### Document extract:
· · · ·

How To Study The Bible
And they read from the book, from the law of God, translating to give the sense so that they understood the reading. (NASB) Nehemiah 8:8
Path of Spiritual Growth
Later God showed him 1 John 2:12-14 and he found that spiritual growth was not determined by how long a person was a Christian or how old a person was but by the depth of one’s relationship with God. He discovered that 1 John 2:12-14 says that spiritual growth is like growing from a little child, to a young man, and then to a father in the faith. A new Christian has just started his/her journey to a deeper relationship with God and his/her sins are forgiven.
A Christian becomes a “young man” when he/she is spiritually strong in the faith, has a good grasp of the Bible, and is increasingly having victory over sin. He/she is not sinless, but is sinning less and less. But one can be a spiritual father in the faith only when one really knows God the Father as a friend knows a friend. Moses was a spiritual father. This was obvious by the passion of his heart. He longed to know God. He longed to see God. He wanted a deep relationship with God. As you read the passage below, remember that Moses had already performed many awesome and incredible miracles. God had brought plagues on the Egyptians through Moses. Moses had brought Israel across the Red Sea and provided them water from rocks. He was a leader of at least two million people. Yet Moses wanted something more. Listen to Moses’ heart as he asks God for a favor,
Now therefore, I pray Thee, if I have found favor in Thy sight, let me know Thy ways, that I may know Thee . . . (NASB) Exodus 33:13
Moses wanted to know more than just some facts about God. He wanted to know God – really know God! The goal is not simply to know the Bible. A Christian needs to know the Bible in order to really know God – to become a spiritual father. But the goal is not to know the Bible but to know Jesus. What does 1 John 2:12-14 say is required in order to be a spiritual father?
Did God answer Moses’ prayer? What does Psalm 103:7 say that God did for Moses?

· · · ·

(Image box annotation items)
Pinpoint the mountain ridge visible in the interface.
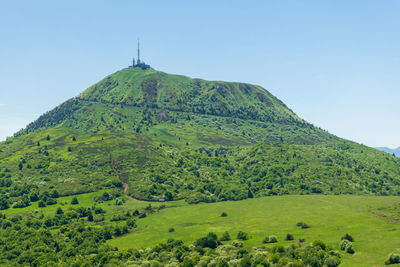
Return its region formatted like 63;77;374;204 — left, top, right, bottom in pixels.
0;68;400;203
375;146;400;157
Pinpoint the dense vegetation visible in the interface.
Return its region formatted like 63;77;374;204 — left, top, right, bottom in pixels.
0;68;400;266
0;69;400;209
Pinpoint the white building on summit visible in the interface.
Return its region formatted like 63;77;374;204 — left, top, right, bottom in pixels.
129;39;150;70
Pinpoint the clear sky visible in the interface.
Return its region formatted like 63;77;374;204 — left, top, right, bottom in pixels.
0;0;400;147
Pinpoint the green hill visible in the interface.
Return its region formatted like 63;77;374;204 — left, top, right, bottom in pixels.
0;68;400;206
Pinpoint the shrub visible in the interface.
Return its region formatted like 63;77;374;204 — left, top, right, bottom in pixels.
313;240;326;250
346;243;355;254
220;232;231;241
56;207;64;214
385;253;400;265
342;234;354;242
340;239;351;250
195;232;218;249
71;197;79;205
232;240;243;248
324;256;340;267
340;239;354;254
285;234;294;241
263;235;278;244
236;231;249;240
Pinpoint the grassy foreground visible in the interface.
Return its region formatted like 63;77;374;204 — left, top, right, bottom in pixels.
109;195;400;266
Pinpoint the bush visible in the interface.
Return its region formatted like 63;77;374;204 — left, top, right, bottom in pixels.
342;234;354;242
232;240;243;248
195;232;218;249
263;235;278;244
385;253;400;265
220;232;231;241
71;197;79;205
236;231;249;240
340;239;351;250
285;234;294;241
340;239;354;254
56;207;64;214
313;240;326;250
346;243;355;254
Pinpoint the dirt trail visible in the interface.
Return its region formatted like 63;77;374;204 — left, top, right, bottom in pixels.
110;155;129;195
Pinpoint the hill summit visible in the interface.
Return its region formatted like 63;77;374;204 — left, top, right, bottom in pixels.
0;68;400;203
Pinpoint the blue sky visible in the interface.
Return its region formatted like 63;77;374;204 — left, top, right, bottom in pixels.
0;0;400;147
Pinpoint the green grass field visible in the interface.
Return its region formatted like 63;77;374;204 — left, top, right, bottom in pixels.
106;195;400;266
2;188;400;266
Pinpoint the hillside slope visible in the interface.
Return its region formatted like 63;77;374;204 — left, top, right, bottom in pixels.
0;68;400;207
376;147;400;157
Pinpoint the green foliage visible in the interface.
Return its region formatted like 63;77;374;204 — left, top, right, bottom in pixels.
195;232;219;249
236;231;249;240
340;239;354;254
71;197;79;205
342;233;354;242
285;234;294;241
220;231;231;241
385;253;400;265
263;235;278;244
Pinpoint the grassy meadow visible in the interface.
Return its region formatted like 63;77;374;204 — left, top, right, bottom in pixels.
104;195;400;266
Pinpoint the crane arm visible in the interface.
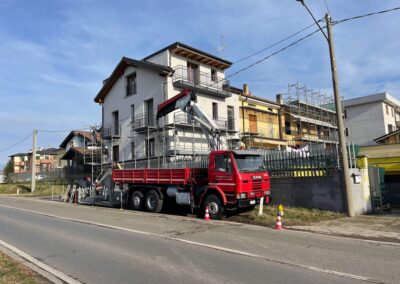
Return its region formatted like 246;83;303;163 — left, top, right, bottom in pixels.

· · · ·

### Work to complete:
Reproduce the part of the Bible study text starting with "How To Study" and going on through "sins are forgiven.".

### Exercise response:
How To Study The Bible
And they read from the book, from the law of God, translating to give the sense so that they understood the reading. (NASB) Nehemiah 8:8
Path of Spiritual Growth
Later God showed him 1 John 2:12-14 and he found that spiritual growth was not determined by how long a person was a Christian or how old a person was but by the depth of one’s relationship with God. He discovered that 1 John 2:12-14 says that spiritual growth is like growing from a little child, to a young man, and then to a father in the faith. A new Christian has just started his/her journey to a deeper relationship with God and his/her sins are forgiven.